● Work order:
Answer these questions using the match report below:
(a) What was the final score of England's World Cup opener against Fiji?
(b) How many points did George Ford kick off the tee?
(c) Which player is Billy Vunipola competing with for the No.8 shirt?

Source extract section start

Saracens No.8 Billy Vunipola says he won’t take his starring role off the bench in the World Cup opener for granted after securing England a bonus-point 35-11 win against Fiji.
This was by no means a vintage England performance but some of Aviva Premiership Rugby’s brightest stars shone in front of an estimated 450 million viewers in the Twickenham curtain-raiser.
Harlequins full-back Mike Brown deservedly took the plaudits, scoring a try-double as England’s most potent
threat with ball in hand, while Bath Rugby talisman George Ford drilled eight points off the tee.
Replacement Owen Farrell relieved pressure from a spirited Fiji in the second half, the Saracen kicking an important penalty, but Vunipola ensured a perfect night for England with a fourth try at the death.
The bonus point could prove crucial in a so-called ‘Pool of Death’ including Australia and Wales – who England face next – and in Vunipola’s own personal battle with Gloucester Rugby’s Ben Morgan for the No.8 shirt.
But Vunipola said: “It’s more a message to the team that I’m willing to do whatever to help them, whether it’s during the week and training, not sulking – taking things on the chin and moving on.
“I’d rather be starting than not, but it’s just something I need to keep working on.
“I think sometimes it’s easier for the bench to come on because the game’s broken up and we’re a bit fresher than everyone else. A lot of credit has to go to the boys who wore them down.
“I didn’t think my try would be awarded at the time, no. I got up and they pushed the ball off the line. I was in two minds over whether I should recycle the ball or go for the line, if I missed it then it’d probably be game over.

Source extract section end
Dataset excerpts section start

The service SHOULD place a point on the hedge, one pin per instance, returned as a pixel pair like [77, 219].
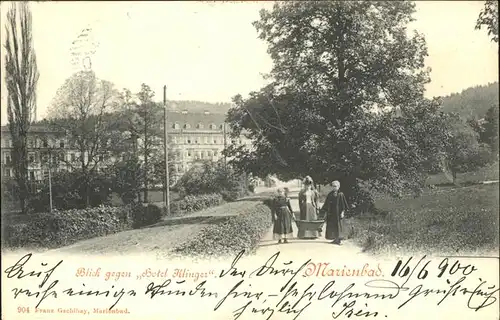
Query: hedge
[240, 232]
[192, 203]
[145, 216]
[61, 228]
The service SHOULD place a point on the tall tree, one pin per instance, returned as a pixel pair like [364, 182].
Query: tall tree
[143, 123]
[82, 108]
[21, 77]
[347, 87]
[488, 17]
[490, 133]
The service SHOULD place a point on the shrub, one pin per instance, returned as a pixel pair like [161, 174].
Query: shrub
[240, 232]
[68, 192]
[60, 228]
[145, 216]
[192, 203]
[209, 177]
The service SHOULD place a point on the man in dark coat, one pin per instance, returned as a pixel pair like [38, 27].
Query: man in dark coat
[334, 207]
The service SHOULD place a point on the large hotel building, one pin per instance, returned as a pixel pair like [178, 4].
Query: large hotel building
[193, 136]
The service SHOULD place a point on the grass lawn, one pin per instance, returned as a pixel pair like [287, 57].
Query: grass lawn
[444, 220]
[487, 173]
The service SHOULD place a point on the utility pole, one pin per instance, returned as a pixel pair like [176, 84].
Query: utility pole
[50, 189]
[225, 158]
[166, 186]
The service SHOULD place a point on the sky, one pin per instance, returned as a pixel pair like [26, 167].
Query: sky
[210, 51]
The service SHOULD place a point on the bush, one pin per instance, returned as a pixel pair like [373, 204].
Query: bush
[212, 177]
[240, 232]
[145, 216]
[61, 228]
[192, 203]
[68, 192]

Dataset excerpts section end
Dataset excerpts section start

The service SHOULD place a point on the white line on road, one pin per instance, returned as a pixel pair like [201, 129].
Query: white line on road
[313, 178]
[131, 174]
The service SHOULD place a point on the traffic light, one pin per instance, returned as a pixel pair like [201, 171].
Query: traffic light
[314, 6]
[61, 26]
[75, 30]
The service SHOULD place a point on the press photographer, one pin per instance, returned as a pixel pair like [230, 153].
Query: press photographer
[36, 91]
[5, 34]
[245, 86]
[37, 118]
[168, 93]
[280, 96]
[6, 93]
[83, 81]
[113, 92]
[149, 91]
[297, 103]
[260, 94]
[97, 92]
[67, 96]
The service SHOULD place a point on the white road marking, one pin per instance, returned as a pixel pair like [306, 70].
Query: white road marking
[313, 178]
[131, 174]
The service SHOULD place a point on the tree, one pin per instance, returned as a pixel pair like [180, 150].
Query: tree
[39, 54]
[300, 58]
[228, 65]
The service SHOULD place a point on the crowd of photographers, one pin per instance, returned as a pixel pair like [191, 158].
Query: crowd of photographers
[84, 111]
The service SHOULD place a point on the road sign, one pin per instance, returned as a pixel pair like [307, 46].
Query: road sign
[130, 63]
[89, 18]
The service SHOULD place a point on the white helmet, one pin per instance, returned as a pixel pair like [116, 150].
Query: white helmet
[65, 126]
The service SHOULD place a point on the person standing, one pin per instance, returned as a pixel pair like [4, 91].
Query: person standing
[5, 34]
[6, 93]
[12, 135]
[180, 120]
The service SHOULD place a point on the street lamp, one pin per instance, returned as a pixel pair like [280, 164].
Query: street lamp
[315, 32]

Dataset excerpts section end

● Answer for this exercise:
(a) England won 35-11.
(b) He kicked eight points.
(c) Ben Morgan of Gloucester Rugby.